● Actions to take:
1. In the Dynamic Transposition thread, copy the passage that starts at the words "It could be" and ends after the words "(the basic ideas)", substituting "limited grasp of English" for "foreigner's English understanding".
2. According to John Savard's reply in the Dynamic Transposition thread, what does Mr. Ritter appear to say DES cannot produce?
3. Continue John Savard's reply in the Dynamic Transposition thread past its final sentence.

● Supplied text:
+ + +

From: Mok-Kong Shen <[EMAIL PROTECTED]>
Subject: Re: Dynamic Transposition Revisited (long)
Date: Sun, 28 Jan 2001 19:02:54 +0100



Benjamin Goldberg wrote:
> 
> John Savard wrote:
[snip]
> To say "to allow DT to be multi-ciphered with substitution systems,"
> doesn't seem to make sense... it's like saying "to allow DES rounds to
> be multi-enciphered with Blowfish rounds" or some such.  DT is a cipher.
> You could use it as a component in a larger system (as DES is a
> component in 3DES, and various forms of fenced DES), but mixing DT with
> something else makes it cease to be DT, and may make it cease to have
> some of the more important mathematical properties DT has.

It could be due to my foreigner's English understanding,
but I understand that John Savard means that his effort
is to enable the technique underlying DT (the basic ideas)
to be combined with other encryption techniques to achieve 
better strength. That hereby, through modification/adaptation,
the exact 'orginal' DT is no longer present (in the narrow 
sense) is clear. But this isn't essential, excepting from a
historical point of view, I suppose.

M. K. Shen

------------------------------

From: [EMAIL PROTECTED] (John Savard)
Subject: Re: Dynamic Transposition Revisited (long)
Date: Sun, 28 Jan 2001 18:22:26 GMT

On Sun, 28 Jan 2001 13:10:28 GMT, Benjamin Goldberg
<[EMAIL PROTECTED]> wrote, in part:

>We don't need to produce all possible *codebooks*, just all possible
>*codes*.  You seem to want:

>       ForEach k ( k is a key )
>       DT_k produces one of (N!/(N/2!)(N/2!))! substitutions.

actually,

ForEach S (S is any one of (N!/((N/2)!(N/2)!))! substitutions
ThereExists a key k such that DT_k produces S

just to be completely accurate and produce no confusion

>This is indeed something which DT does NOT do.  However, it's not
>needed.  We just need for any input code to be able to produce any of
>the possible output codes, given an appropriate key.

You're close, but this isn't exactly what I'm saying. You are right
that "it's not needed" that Dynamic Transposition do this.

But, equally, it isn't needed that a substitution-based cipher do this
either.

Since Mr. Ritter appears to me to be saying that a cipher, based on
using DES with subkeys supplied by a stream cipher, is inadequate, and
inferior to Dynamic Transposition, *precisely because* DES cannot
produce all possible codebooks, my point is not that Dynamic
Transposition is _also_ inadequate, but rather that the claim that
Dynamic Transposition is inherently greatly superior is mistaken.

+ + +

Referring expression grounding data
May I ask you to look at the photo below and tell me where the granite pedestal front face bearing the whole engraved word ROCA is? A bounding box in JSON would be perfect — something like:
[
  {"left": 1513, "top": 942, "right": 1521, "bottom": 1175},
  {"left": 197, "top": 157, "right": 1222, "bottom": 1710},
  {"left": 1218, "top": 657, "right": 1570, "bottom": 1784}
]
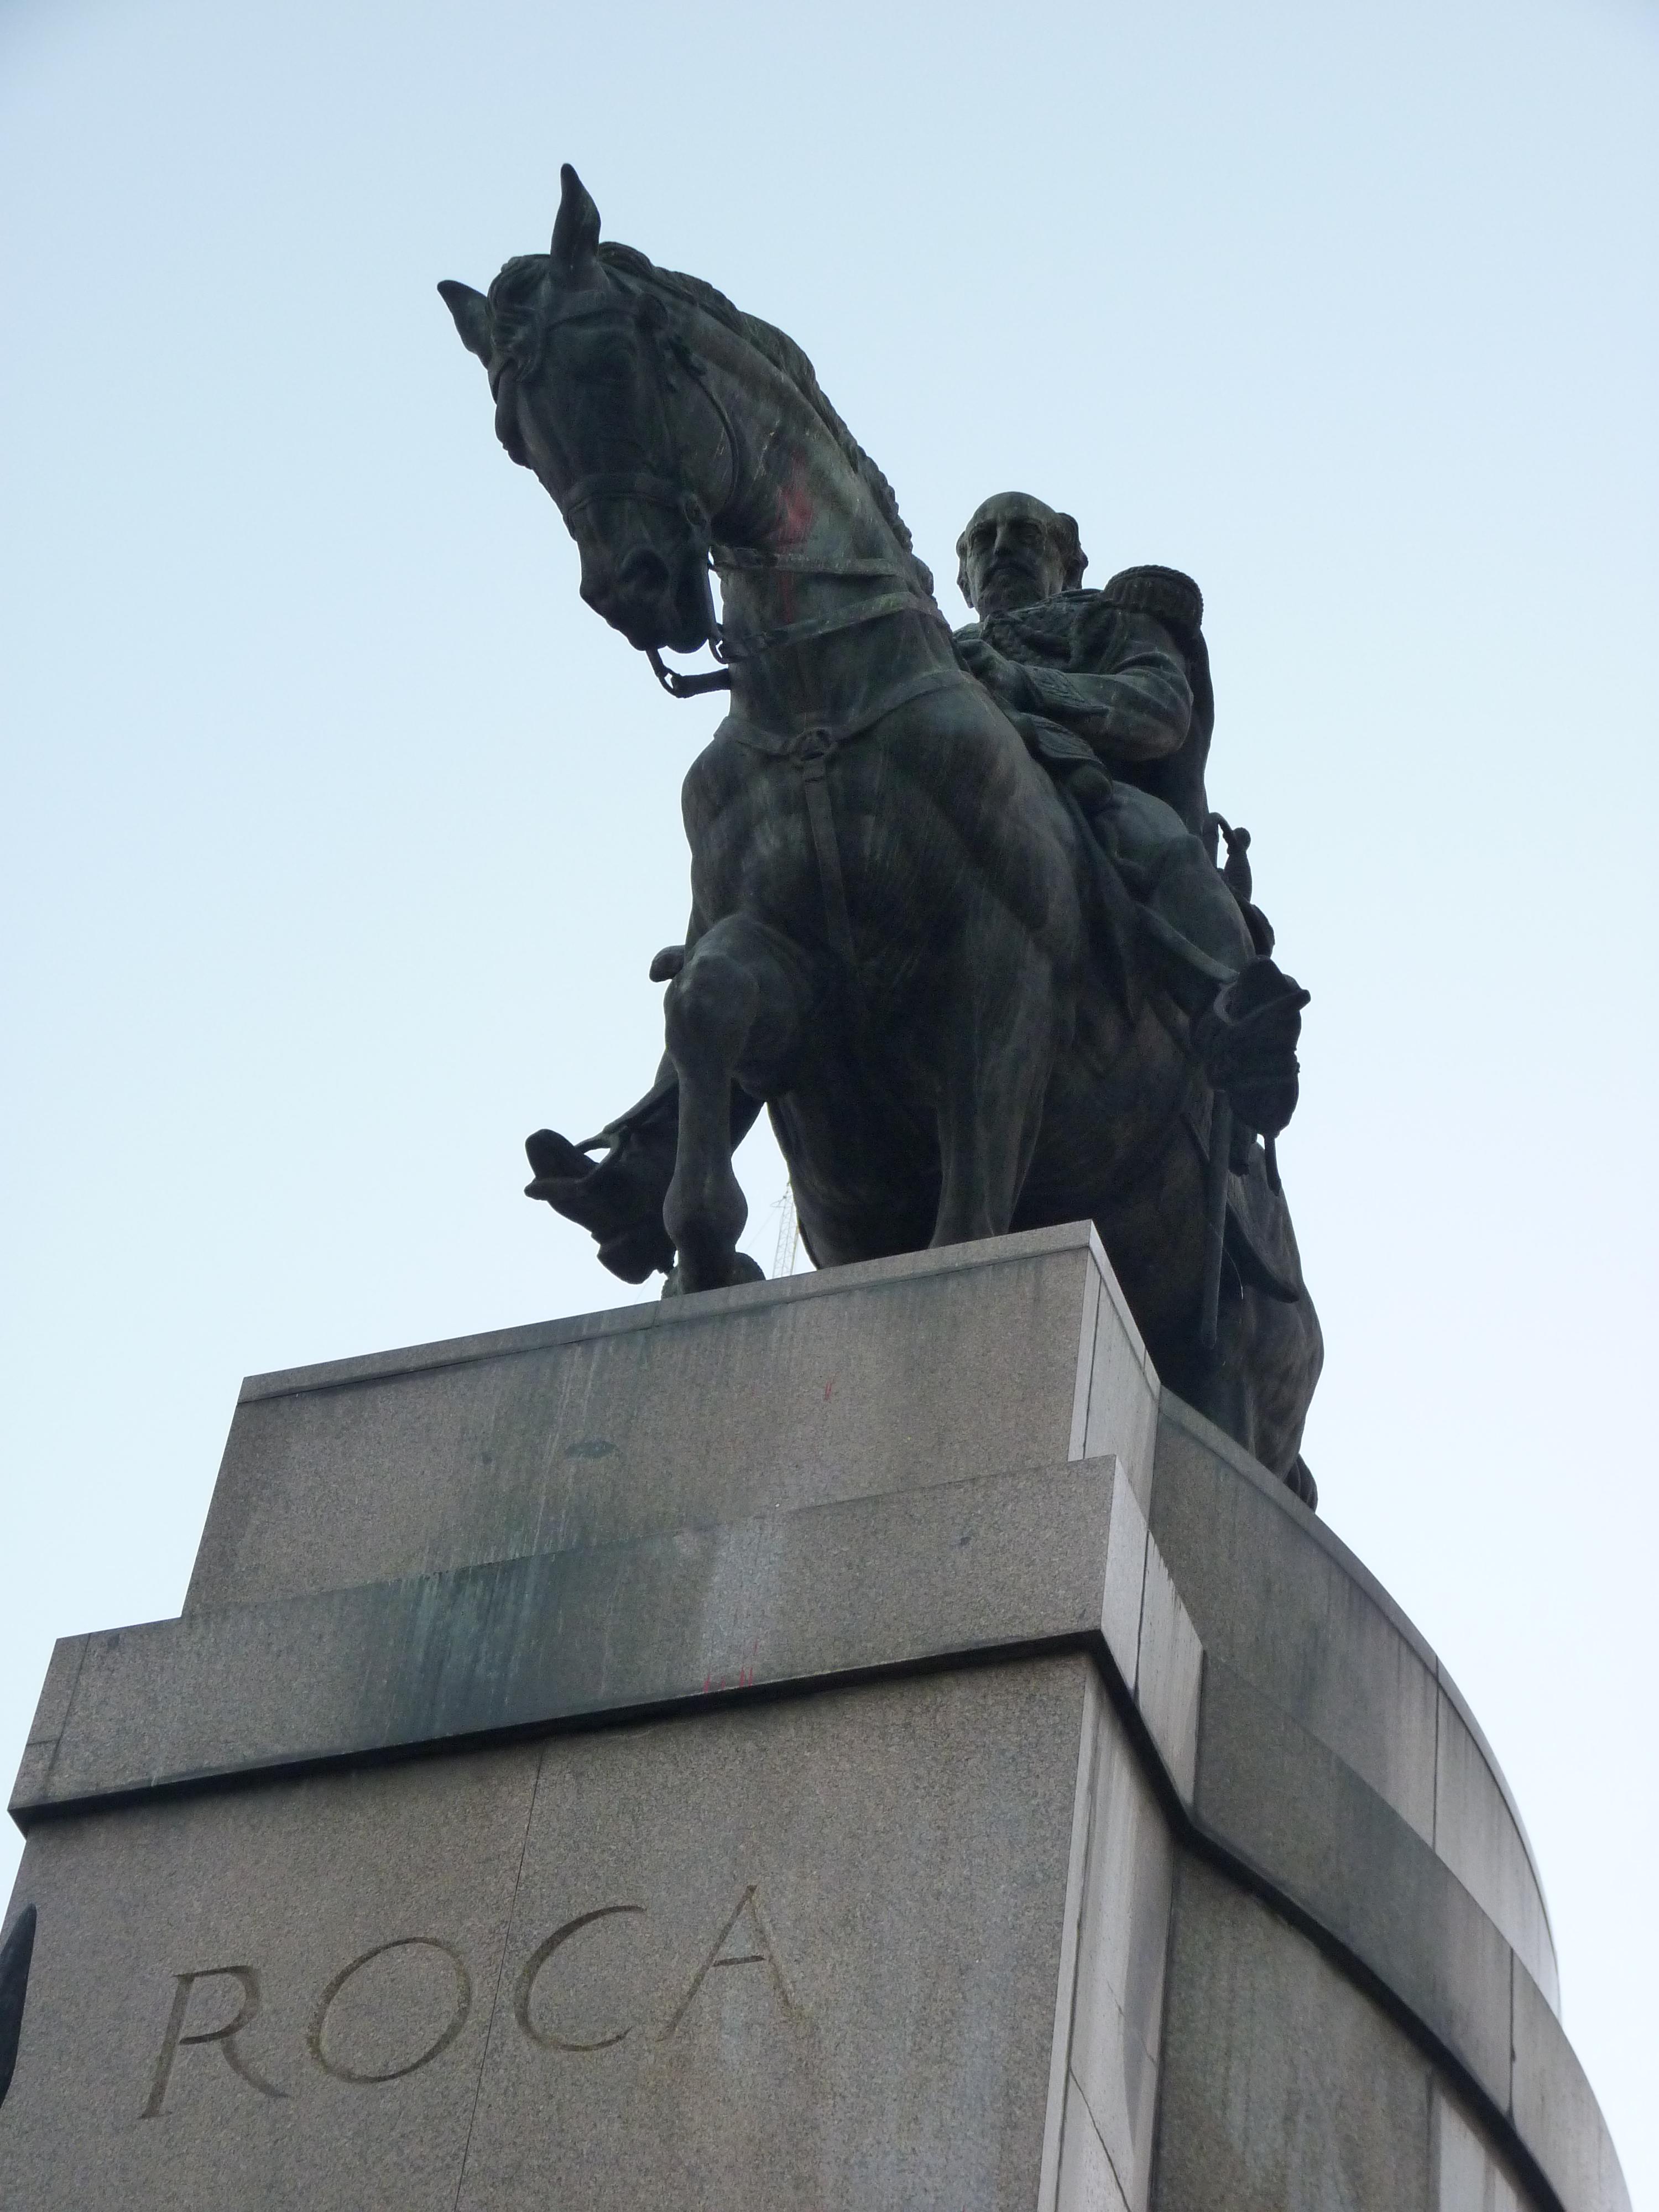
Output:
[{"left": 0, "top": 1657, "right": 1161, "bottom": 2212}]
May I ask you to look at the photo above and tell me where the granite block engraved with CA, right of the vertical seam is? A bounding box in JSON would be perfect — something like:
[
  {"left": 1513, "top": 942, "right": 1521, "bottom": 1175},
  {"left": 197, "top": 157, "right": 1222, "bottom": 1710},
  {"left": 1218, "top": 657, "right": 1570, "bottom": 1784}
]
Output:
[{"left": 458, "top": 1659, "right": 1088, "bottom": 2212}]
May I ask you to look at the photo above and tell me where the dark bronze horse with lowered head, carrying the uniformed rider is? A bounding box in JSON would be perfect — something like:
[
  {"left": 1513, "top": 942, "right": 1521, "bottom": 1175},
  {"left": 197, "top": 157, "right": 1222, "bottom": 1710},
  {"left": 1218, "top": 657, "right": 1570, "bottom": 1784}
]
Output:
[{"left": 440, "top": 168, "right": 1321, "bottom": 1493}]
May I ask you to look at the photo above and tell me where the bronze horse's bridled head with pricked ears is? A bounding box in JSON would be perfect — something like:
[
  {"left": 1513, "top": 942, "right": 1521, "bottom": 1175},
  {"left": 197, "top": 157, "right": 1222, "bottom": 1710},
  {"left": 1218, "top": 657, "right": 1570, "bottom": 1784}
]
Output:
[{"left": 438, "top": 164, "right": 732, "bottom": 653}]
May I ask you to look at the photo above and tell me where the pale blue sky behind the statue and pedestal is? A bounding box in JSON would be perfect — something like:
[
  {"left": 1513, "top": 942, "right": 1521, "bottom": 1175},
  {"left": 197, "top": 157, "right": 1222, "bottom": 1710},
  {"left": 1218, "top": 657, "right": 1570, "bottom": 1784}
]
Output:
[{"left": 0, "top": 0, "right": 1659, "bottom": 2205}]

+ + +

● Answers per task:
1.
It could be due to my limited grasp of English,
but I understand that John Savard means that his effort
is to enable the technique underlying DT (the basic ideas)

2. All possible codebooks.

3.
Neither cipher produces all possible codebooks; both ciphers produce
any possible output - with many different keys for each output - for
each given input.

"All possible transpositions" may be nice, but it doesn't buy you the
kind of important advantages that appear to be being claimed.

However, thank you for reminding me about a post I made a while back,
which generated intense controversy. In that post, I noted that the
properties of Galois Fields were such that if instead of applying a
keystream via XOR, I applied two keystreams, one by XOR, and the other
- composed of nonzero values only - by Galois Field multiplication, I
could obtain the situation where:

For any plaintext block P,

not only may I obtain multiple substitutions in which the cipher block
is Q,

but I can obtain a substitution in which P -> Q
and also P' -> Q'

for any P' <> P and any Q' <> Q.

I was excoriated by several of the genuine cryptographic experts in
this newsgroup for daring to suggest this property - which provided
resistance against the bit-flipping attack - was significant or
useful. Use ciphers to encrypt, and hash functions and signatures to
authenticate! Well, I wasn't disputing that that was sound practice, I
was merely giving what I thought was the simplest possible example
that illustrated the importance of Galois Fields in cryptography.

Anyhow, Dynamic Transposition doesn't even have this property.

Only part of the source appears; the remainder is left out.